**Prompt:** Whatever the records hold, copy it exactly and completely.

**The data:**
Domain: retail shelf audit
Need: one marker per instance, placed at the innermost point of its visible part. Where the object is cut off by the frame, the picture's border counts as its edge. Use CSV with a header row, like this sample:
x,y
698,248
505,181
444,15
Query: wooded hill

**Solution for this exercise:**
Domain: retail shelf audit
Need: one marker per instance, placed at the innermost point of its visible part. Where the object is cut off by the frame, the picture's border counts as its edge. Use CSV with a header row, like this sample:
x,y
698,248
505,181
444,15
Query: wooded hill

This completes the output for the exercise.